## GIVEN REQUEST 1
Convert the extracted data rows, from the line containing "Find the sleeveless" through the last line of the rows, both included, into a Markdown table with the columns No. and Entry. Omit blank lines and leave the pictures out.

## SUPPLIED PASSAGE
Loki Overview
Grafana Loki is the log aggregation engine for BizFirst Observe. It collects structured JSON logs from all BizFirstGO services, indexes them by label set for fast filtering, and makes them queryable via LogQL. Its design prioritizes low storage cost over full-text indexing.
Loki's Core Design Philosophy
Loki was designed around a key observation: for modern structured logs, you almost always know which service, environment, and tenant you're looking for before you start searching. Indexing that metadata (labels) is sufficient for fast filtering. The log content itself can remain unindexed and compressed — dramatically reducing storage cost compared to Elasticsearch.

Extracted data entries
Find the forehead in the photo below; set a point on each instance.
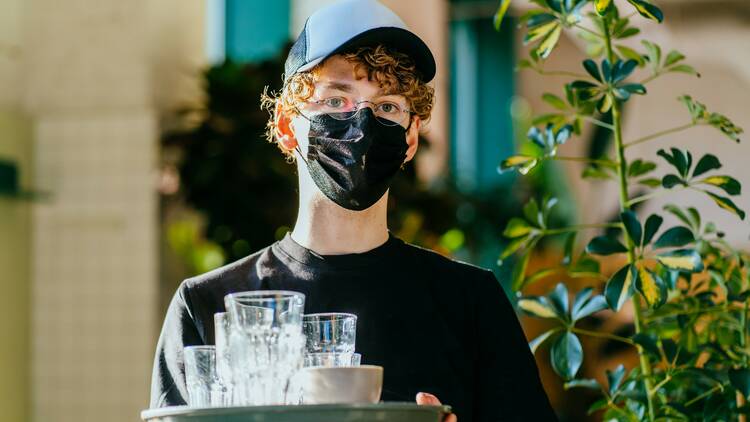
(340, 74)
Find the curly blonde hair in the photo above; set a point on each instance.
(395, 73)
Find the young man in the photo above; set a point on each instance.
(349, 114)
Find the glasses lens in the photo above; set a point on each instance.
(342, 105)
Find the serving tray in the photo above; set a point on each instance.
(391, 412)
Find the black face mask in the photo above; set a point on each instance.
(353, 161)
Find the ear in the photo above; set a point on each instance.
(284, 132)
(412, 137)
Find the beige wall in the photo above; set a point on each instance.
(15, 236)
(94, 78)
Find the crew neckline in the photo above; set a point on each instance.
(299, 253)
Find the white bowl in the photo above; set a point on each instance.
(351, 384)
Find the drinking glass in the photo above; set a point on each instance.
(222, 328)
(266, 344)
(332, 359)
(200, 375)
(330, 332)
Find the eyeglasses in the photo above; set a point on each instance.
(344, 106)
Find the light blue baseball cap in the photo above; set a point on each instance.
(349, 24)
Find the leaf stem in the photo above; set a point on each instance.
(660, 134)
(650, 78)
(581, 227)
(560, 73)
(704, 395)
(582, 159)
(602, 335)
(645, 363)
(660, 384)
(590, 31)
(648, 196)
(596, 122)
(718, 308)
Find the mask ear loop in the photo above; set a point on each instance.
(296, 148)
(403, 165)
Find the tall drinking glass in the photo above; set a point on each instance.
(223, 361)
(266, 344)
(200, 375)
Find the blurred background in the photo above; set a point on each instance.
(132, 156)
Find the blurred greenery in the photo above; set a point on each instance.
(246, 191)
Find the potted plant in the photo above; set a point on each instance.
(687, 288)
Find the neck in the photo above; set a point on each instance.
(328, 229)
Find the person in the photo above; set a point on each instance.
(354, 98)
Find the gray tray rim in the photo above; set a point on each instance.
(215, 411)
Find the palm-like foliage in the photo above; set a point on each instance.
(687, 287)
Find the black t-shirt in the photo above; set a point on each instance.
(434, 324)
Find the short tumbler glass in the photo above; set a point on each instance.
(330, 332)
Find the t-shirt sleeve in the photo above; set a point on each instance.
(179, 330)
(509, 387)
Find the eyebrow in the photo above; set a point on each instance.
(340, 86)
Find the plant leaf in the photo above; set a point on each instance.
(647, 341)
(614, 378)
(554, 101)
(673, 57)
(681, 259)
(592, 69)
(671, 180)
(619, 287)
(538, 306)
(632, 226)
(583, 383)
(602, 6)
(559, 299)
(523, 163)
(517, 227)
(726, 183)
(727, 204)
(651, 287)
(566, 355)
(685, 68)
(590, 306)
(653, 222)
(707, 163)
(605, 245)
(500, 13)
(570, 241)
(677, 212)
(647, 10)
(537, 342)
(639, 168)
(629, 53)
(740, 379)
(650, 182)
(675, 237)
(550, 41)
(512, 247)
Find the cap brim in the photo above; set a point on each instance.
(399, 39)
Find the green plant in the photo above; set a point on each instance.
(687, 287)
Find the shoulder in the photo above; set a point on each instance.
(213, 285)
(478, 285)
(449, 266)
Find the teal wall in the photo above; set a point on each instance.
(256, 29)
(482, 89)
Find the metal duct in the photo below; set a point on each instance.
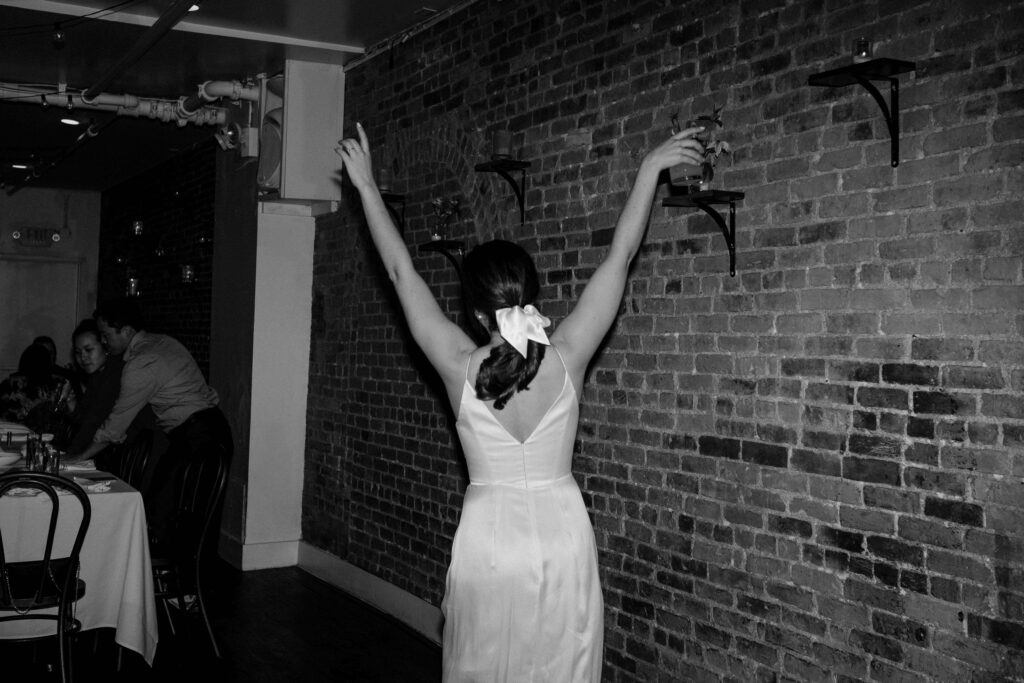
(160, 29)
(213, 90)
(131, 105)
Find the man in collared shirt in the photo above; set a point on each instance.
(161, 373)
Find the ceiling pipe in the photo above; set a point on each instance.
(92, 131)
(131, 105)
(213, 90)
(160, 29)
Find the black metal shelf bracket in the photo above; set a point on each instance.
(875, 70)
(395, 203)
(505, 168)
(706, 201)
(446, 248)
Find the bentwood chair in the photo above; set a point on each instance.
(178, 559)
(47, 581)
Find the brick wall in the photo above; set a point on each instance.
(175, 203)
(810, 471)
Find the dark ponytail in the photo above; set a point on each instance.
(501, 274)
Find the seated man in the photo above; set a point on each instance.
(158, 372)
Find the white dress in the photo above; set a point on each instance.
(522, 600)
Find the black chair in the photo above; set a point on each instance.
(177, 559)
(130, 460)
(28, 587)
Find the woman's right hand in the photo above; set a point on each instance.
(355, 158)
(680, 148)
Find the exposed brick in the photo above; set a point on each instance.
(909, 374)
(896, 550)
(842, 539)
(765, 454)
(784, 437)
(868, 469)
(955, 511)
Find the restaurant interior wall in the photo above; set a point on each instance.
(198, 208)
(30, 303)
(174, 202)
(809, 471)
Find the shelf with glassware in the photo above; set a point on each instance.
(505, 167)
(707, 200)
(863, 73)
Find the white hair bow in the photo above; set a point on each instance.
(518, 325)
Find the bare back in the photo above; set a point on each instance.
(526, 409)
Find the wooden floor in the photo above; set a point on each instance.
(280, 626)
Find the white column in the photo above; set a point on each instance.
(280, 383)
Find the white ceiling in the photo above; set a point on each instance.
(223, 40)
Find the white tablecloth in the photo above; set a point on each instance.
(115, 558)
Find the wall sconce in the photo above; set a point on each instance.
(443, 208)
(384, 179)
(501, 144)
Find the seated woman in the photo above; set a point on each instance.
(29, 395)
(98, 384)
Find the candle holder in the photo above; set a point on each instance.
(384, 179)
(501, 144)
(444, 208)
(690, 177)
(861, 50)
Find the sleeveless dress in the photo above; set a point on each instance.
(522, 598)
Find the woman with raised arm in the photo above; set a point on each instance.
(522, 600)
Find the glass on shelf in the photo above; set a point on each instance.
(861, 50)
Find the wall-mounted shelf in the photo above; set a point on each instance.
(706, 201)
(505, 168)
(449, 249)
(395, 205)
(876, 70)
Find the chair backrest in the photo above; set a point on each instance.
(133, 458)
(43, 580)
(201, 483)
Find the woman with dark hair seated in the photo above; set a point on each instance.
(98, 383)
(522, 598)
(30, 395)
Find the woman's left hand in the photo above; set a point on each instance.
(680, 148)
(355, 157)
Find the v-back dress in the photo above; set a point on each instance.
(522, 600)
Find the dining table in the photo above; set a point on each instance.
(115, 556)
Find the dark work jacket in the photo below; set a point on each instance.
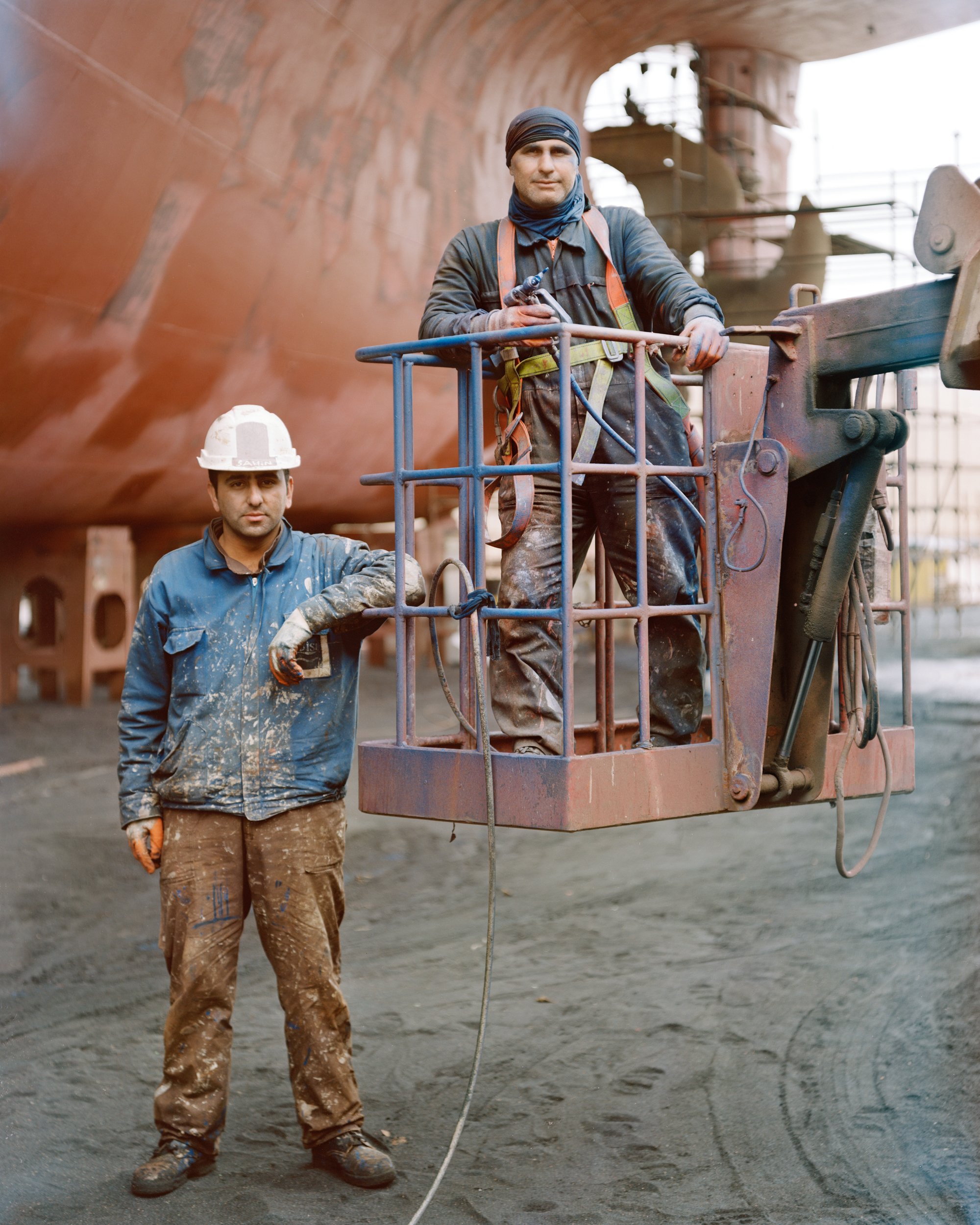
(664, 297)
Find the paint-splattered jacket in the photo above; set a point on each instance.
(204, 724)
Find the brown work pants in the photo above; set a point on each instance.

## GIVEN REQUEST 2
Output the passage of the Loki overview between "Loki's Core Design" and "compared to Elasticsearch.", inclusive, copying it word for word.

## REPLY 1
| No. | Entry |
|---|---|
| 1 | Find the sleeveless dress in the photo above; set a point on each instance. |
| 2 | (522, 598) |
| 3 | Find the woman with raised arm in the photo above; set a point on each instance. |
| 4 | (522, 600) |
| 5 | Find the glass on shelf in the photo above; set a point on each instance. |
| 6 | (861, 50) |
| 7 | Find the wall-mounted shelf in the photo above; set a point on each instance. |
| 8 | (706, 201) |
| 9 | (505, 168) |
| 10 | (449, 249) |
| 11 | (395, 205) |
| 12 | (876, 70) |
| 13 | Find the chair backrest in the photo above; set a point on each instance. |
| 14 | (133, 458) |
| 15 | (43, 580) |
| 16 | (201, 483) |
| 17 | Find the woman with dark hair seated in the photo above; set a point on each instance. |
| 18 | (98, 383) |
| 19 | (522, 598) |
| 20 | (30, 395) |
| 21 | Find the woman's left hand in the photo above; set a point on each instance. |
| 22 | (680, 148) |
| 23 | (355, 157) |
| 24 | Find the v-back dress in the photo above; set a point on each instance. |
| 25 | (522, 600) |
| 26 | Find the dining table in the photo above; set a point on each instance. |
| 27 | (115, 556) |
| 28 | Find the dark work jacket in the photo below; set a point on each instance. |
| 29 | (664, 297) |
| 30 | Find the paint-splattered jacket in the photo above; set a point on each instance. |
| 31 | (204, 724) |
| 32 | Find the brown work pants in the photo above; set a point on each instance. |

## REPLY 2
Loki's Core Design Philosophy
Loki was designed around a key observation: for modern structured logs, you almost always know which service, environment, and tenant you're looking for before you start searching. Indexing that metadata (labels) is sufficient for fast filtering. The log content itself can remain unindexed and compressed — dramatically reducing storage cost compared to Elasticsearch.